§ **PROVIDED ENTRIES**
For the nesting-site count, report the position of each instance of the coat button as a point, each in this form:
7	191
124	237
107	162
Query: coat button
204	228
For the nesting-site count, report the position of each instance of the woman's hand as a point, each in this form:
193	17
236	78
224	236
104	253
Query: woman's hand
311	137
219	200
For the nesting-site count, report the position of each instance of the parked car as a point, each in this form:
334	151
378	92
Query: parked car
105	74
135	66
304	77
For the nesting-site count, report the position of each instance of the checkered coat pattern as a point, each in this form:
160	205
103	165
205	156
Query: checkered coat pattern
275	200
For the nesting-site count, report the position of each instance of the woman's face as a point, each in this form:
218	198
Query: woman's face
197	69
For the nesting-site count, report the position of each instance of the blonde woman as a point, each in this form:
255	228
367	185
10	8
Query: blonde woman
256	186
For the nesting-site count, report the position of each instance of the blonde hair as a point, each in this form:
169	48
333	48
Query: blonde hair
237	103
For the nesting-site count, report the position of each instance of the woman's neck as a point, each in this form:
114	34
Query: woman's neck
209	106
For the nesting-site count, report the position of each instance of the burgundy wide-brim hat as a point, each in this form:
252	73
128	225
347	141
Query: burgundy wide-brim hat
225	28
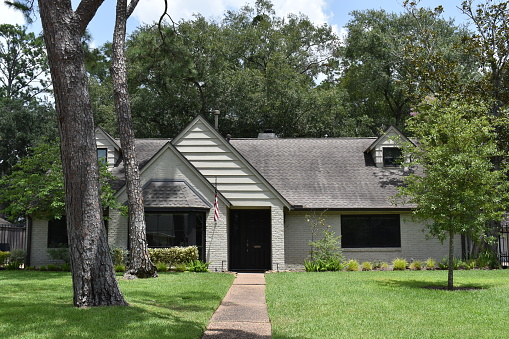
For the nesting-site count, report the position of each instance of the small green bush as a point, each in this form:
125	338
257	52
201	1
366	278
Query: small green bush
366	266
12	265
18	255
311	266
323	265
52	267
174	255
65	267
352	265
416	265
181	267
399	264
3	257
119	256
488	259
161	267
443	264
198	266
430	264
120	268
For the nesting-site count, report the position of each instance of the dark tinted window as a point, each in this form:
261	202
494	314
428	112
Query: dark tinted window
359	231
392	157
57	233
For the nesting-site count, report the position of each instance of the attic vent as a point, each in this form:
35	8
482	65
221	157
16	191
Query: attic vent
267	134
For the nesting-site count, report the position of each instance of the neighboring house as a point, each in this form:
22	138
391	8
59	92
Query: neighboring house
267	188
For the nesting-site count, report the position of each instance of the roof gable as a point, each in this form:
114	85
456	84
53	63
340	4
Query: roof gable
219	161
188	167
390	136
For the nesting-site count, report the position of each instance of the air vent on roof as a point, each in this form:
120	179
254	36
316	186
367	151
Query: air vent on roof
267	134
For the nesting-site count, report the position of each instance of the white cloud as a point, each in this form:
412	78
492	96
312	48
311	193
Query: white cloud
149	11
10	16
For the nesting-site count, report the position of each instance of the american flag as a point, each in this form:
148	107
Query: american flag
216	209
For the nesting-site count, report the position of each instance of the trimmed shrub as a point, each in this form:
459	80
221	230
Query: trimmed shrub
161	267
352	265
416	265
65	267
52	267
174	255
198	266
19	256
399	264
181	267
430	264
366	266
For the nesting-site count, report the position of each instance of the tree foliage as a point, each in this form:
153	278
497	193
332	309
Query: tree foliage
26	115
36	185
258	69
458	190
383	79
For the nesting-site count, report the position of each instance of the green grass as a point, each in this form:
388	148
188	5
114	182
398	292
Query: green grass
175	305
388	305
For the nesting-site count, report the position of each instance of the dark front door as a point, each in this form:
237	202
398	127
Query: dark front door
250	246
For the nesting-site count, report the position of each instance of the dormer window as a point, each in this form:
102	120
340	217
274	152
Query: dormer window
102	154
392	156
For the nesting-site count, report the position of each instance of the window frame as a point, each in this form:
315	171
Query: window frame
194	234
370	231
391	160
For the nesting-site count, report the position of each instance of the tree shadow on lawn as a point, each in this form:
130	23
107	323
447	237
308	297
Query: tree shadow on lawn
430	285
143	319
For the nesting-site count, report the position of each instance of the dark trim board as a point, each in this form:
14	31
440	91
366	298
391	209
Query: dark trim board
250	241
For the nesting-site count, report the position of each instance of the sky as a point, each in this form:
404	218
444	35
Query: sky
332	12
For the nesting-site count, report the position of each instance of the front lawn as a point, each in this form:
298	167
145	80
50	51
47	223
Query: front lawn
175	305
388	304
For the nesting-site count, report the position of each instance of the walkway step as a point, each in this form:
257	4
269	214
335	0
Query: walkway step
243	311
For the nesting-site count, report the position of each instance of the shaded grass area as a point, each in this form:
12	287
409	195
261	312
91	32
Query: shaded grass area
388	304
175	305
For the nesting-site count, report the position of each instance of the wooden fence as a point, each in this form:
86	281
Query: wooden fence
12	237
...
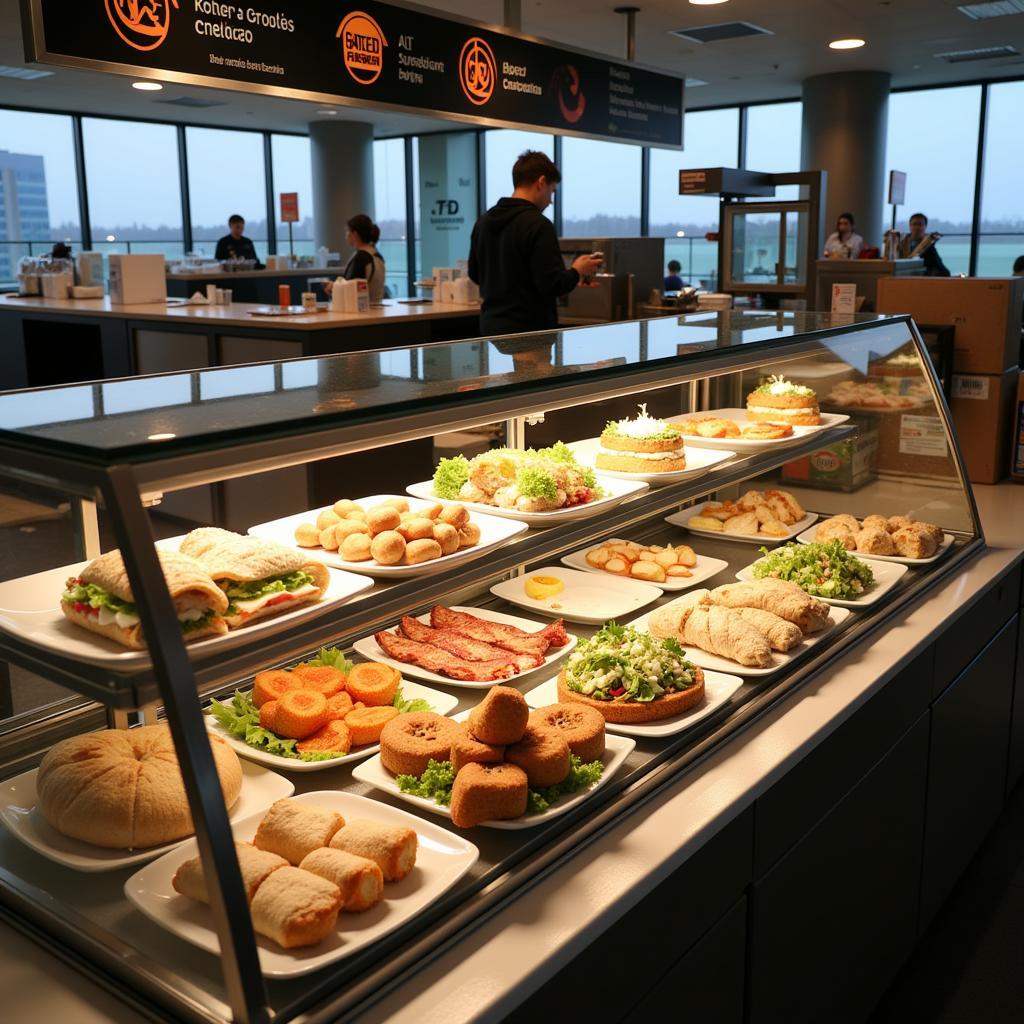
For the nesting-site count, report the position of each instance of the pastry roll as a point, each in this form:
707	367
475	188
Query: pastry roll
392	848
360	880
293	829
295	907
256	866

§ **WRITTEN REQUEST**
Extract every line of the records that contains the string "door".

§ **ANSWER FOR THE TASK**
For the nesting-site count, report the position of each instance of the dark front door as a point, each in this form:
Query: dark front door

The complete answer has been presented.